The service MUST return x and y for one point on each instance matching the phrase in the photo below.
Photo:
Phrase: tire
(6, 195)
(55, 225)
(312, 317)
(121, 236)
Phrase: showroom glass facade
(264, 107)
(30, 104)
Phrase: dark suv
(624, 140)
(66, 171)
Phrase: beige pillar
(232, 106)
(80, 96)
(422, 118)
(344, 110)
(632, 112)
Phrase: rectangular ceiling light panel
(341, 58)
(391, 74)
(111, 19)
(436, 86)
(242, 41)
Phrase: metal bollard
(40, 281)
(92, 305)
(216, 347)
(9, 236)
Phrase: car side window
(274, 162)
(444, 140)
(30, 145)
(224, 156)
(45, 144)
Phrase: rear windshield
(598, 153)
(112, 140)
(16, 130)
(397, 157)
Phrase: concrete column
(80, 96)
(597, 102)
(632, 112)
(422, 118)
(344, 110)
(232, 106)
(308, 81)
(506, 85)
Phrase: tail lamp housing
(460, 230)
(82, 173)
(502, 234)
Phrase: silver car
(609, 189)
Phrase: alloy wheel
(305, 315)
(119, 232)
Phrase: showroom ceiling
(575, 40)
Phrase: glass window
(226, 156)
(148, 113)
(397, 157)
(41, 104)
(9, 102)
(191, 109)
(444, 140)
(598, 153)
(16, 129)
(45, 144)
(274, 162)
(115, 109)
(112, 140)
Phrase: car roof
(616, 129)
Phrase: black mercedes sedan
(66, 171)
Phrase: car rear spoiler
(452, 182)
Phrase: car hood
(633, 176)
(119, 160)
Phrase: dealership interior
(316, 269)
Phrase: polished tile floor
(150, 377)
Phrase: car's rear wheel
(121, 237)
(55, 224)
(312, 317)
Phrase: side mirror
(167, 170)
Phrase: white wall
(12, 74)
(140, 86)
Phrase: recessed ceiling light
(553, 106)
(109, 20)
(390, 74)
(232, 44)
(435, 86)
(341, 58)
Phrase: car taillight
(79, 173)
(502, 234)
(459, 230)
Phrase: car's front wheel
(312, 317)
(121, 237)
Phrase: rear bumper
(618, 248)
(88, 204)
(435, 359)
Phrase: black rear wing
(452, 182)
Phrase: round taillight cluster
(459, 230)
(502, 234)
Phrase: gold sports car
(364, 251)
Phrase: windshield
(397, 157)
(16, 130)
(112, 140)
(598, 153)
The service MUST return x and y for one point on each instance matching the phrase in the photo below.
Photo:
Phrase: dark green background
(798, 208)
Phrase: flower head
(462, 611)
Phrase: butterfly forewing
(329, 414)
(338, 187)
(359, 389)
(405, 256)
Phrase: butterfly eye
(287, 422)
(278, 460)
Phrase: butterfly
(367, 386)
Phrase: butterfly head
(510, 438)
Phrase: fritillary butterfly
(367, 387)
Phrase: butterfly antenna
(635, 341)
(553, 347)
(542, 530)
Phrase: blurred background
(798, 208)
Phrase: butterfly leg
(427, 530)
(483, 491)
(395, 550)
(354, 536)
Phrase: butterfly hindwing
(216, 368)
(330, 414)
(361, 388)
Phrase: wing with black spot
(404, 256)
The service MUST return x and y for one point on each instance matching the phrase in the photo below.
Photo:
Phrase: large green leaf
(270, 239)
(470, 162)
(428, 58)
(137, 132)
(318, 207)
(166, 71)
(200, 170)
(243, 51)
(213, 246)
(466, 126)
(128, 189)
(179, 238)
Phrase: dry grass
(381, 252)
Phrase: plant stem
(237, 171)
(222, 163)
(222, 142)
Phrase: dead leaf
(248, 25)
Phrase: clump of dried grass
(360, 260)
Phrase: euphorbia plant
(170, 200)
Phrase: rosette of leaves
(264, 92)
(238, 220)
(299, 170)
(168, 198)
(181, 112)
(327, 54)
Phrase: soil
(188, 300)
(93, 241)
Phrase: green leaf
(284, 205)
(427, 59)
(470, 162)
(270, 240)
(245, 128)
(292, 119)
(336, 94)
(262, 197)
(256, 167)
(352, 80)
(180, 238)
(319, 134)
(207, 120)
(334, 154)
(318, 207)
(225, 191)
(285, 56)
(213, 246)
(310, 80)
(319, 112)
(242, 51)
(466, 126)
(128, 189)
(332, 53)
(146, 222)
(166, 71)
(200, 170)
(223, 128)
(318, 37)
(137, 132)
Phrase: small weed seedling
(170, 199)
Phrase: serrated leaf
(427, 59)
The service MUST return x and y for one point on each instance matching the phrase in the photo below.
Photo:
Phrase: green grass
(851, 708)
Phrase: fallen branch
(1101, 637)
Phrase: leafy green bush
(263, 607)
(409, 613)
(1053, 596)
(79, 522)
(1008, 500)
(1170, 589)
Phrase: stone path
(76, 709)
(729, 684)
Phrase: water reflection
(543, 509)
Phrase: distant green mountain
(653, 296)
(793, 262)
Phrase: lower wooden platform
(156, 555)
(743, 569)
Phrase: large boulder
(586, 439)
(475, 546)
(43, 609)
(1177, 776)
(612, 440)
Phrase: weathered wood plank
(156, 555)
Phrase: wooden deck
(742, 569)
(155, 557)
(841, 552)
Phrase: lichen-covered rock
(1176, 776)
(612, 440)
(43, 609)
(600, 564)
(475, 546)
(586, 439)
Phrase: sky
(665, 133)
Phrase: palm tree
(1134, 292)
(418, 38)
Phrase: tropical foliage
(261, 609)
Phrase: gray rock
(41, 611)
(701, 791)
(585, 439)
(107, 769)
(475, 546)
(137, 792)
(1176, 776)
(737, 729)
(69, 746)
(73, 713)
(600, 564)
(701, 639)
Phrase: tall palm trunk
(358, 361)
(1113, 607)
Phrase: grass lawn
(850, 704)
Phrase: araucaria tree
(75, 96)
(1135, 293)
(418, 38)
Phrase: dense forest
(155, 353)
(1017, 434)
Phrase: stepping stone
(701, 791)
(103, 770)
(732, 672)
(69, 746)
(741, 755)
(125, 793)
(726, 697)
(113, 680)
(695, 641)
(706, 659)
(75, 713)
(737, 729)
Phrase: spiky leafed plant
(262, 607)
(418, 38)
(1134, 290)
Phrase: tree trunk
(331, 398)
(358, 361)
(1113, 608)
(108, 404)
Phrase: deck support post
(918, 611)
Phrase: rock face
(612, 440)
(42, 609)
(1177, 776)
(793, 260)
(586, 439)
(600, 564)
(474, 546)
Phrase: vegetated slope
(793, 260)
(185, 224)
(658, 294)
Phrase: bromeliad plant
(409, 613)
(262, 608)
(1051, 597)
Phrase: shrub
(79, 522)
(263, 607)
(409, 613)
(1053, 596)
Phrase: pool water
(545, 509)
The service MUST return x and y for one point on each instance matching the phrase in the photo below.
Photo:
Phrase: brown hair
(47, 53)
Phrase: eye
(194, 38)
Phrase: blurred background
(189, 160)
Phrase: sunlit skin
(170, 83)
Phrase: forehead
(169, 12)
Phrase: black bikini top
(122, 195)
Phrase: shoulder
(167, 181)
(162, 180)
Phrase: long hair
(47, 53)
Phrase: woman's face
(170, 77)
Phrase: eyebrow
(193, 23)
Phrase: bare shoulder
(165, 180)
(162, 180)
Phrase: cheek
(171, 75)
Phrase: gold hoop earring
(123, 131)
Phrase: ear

▸ **PROMPT**
An exact repeat of all the records is required.

▸ **TASK SOLUTION**
The service MUST return x and y for one point on each instance matching the phrase in the photo below.
Photo:
Phrase: tire
(6, 195)
(55, 225)
(312, 317)
(121, 236)
Phrase: showroom glass facade
(264, 107)
(30, 104)
Phrase: dark suv
(624, 140)
(66, 171)
Phrase: beige pillar
(232, 106)
(80, 96)
(422, 118)
(344, 110)
(632, 112)
Phrase: rectangular ceiling light panel
(341, 58)
(391, 74)
(111, 19)
(436, 86)
(242, 41)
Phrase: metal bollard
(40, 281)
(92, 305)
(216, 347)
(9, 236)
Phrase: car side window
(274, 162)
(444, 140)
(30, 145)
(224, 156)
(45, 144)
Phrase: rear windshield
(598, 153)
(112, 140)
(16, 130)
(397, 157)
Phrase: concrete column
(80, 96)
(597, 102)
(632, 112)
(422, 118)
(344, 110)
(232, 106)
(308, 81)
(506, 85)
Phrase: tail lamp housing
(460, 230)
(82, 173)
(502, 234)
Phrase: silver car
(609, 189)
Phrase: alloy wheel
(305, 315)
(119, 232)
Phrase: showroom ceiling
(575, 40)
Phrase: glass window
(226, 156)
(148, 113)
(397, 157)
(41, 104)
(9, 102)
(191, 109)
(444, 140)
(598, 153)
(16, 129)
(45, 144)
(274, 162)
(115, 109)
(112, 140)
Phrase: car roof
(616, 129)
Phrase: black mercedes sedan
(66, 171)
Phrase: car rear spoiler
(452, 182)
Phrase: car hood
(633, 176)
(119, 160)
Phrase: dealership interior
(316, 269)
Phrase: polished tile floor
(150, 377)
Phrase: car's rear wheel
(121, 237)
(55, 224)
(312, 317)
Phrase: side mirror
(167, 170)
Phrase: white wall
(12, 74)
(140, 86)
Phrase: recessed ceiling light
(553, 106)
(109, 20)
(390, 74)
(232, 44)
(435, 86)
(341, 58)
Phrase: car taillight
(79, 173)
(502, 234)
(459, 230)
Phrase: car's front wheel
(312, 317)
(121, 237)
Phrase: rear bumper
(618, 248)
(88, 204)
(435, 359)
Phrase: black rear wing
(452, 182)
Phrase: round taillight cluster
(459, 230)
(502, 234)
Phrase: gold sports car
(364, 251)
Phrase: windshield
(397, 157)
(16, 130)
(112, 140)
(598, 153)
The service MUST return x and y for one point on each instance matching the phrase in the photo below.
Photo:
Phrase: dark green background
(798, 208)
Phrase: flower head
(462, 611)
Phrase: butterfly forewing
(329, 414)
(338, 187)
(359, 389)
(405, 256)
Phrase: butterfly eye
(287, 422)
(278, 460)
Phrase: butterfly
(367, 386)
Phrase: butterfly head
(510, 438)
Phrase: fritillary butterfly
(367, 387)
Phrase: butterfly antenna
(635, 341)
(553, 347)
(542, 530)
Phrase: blurred background
(798, 208)
Phrase: butterfly leg
(427, 530)
(483, 491)
(395, 550)
(354, 536)
Phrase: butterfly hindwing
(216, 368)
(330, 414)
(361, 388)
Phrase: wing with black spot
(404, 256)
The service MUST return x and y for one point on each instance matching the phrase in the photo below.
Photo:
Phrase: large green leaf
(270, 239)
(470, 162)
(428, 58)
(137, 132)
(318, 207)
(166, 71)
(200, 170)
(243, 51)
(213, 246)
(466, 126)
(128, 189)
(179, 238)
Phrase: dry grass
(381, 252)
Phrase: plant stem
(237, 171)
(222, 163)
(222, 142)
Phrase: dead leaf
(248, 25)
Phrase: clump of dried grass
(360, 260)
Phrase: euphorbia plant
(170, 200)
Phrase: rosette of leaves
(264, 92)
(238, 220)
(299, 170)
(168, 198)
(181, 112)
(327, 54)
Phrase: soil
(188, 300)
(93, 241)
Phrase: green leaf
(284, 205)
(427, 59)
(470, 162)
(270, 240)
(245, 128)
(292, 119)
(336, 94)
(262, 197)
(256, 167)
(352, 80)
(180, 238)
(319, 134)
(207, 120)
(334, 154)
(318, 207)
(225, 191)
(285, 56)
(213, 246)
(310, 80)
(319, 112)
(242, 51)
(466, 126)
(128, 189)
(332, 53)
(146, 222)
(166, 71)
(200, 170)
(223, 128)
(318, 37)
(137, 132)
Phrase: small weed seedling
(170, 199)
Phrase: serrated leaf
(427, 59)
The service MUST return x and y for one point on each instance matching the phrase in the photo below.
Photo:
Phrase: green grass
(851, 708)
Phrase: fallen branch
(1101, 637)
Phrase: leafy green bush
(263, 607)
(409, 613)
(1053, 596)
(79, 522)
(1008, 500)
(1170, 589)
Phrase: stone path
(76, 709)
(729, 684)
Phrase: water reflection
(543, 509)
Phrase: distant green mountain
(653, 296)
(793, 262)
Phrase: lower wooden platform
(156, 555)
(743, 569)
Phrase: large boulder
(586, 439)
(475, 546)
(43, 609)
(1177, 776)
(612, 440)
Phrase: weathered wood plank
(156, 555)
Phrase: wooden deck
(742, 569)
(155, 557)
(841, 552)
Phrase: lichen-covered rock
(1176, 776)
(612, 440)
(43, 609)
(600, 564)
(475, 546)
(586, 439)
Phrase: sky
(665, 133)
Phrase: palm tree
(1134, 292)
(418, 38)
Phrase: tropical foliage
(261, 609)
Phrase: gray rock
(41, 611)
(701, 791)
(585, 439)
(107, 769)
(475, 546)
(137, 792)
(1176, 776)
(737, 729)
(69, 746)
(73, 713)
(600, 564)
(701, 639)
Phrase: tall palm trunk
(358, 361)
(1113, 607)
Phrase: grass lawn
(850, 704)
Phrase: araucaria tree
(75, 96)
(1135, 293)
(418, 38)
Phrase: dense forest
(155, 353)
(1017, 434)
Phrase: stepping stone
(701, 791)
(103, 770)
(732, 672)
(69, 746)
(741, 755)
(125, 793)
(726, 697)
(113, 680)
(695, 641)
(706, 659)
(75, 713)
(737, 729)
Phrase: spiky leafed plant
(262, 607)
(418, 38)
(1134, 290)
Phrase: tree trunk
(331, 398)
(358, 361)
(1113, 608)
(108, 404)
Phrase: deck support post
(918, 611)
Phrase: rock face
(612, 440)
(42, 609)
(1177, 776)
(793, 260)
(586, 439)
(600, 564)
(474, 546)
Phrase: vegetated slope
(793, 260)
(185, 224)
(658, 294)
Phrase: bromeliad plant
(409, 613)
(262, 608)
(1051, 597)
Phrase: shrub
(79, 522)
(263, 607)
(409, 613)
(1053, 596)
Phrase: pool water
(545, 509)
The service MUST return x and y for one point on each instance matching the phrase in the photo below.
Photo:
Phrase: brown hair
(47, 53)
Phrase: eye
(194, 38)
Phrase: blurred background
(189, 160)
Phrase: sunlit skin
(170, 83)
Phrase: forehead
(169, 12)
Phrase: black bikini top
(122, 195)
Phrase: shoulder
(167, 181)
(162, 180)
Phrase: long hair
(47, 53)
Phrase: woman's face
(170, 77)
Phrase: eyebrow
(193, 23)
Phrase: bare shoulder
(165, 180)
(162, 180)
Phrase: cheek
(171, 75)
Phrase: gold hoop earring
(123, 131)
Phrase: ear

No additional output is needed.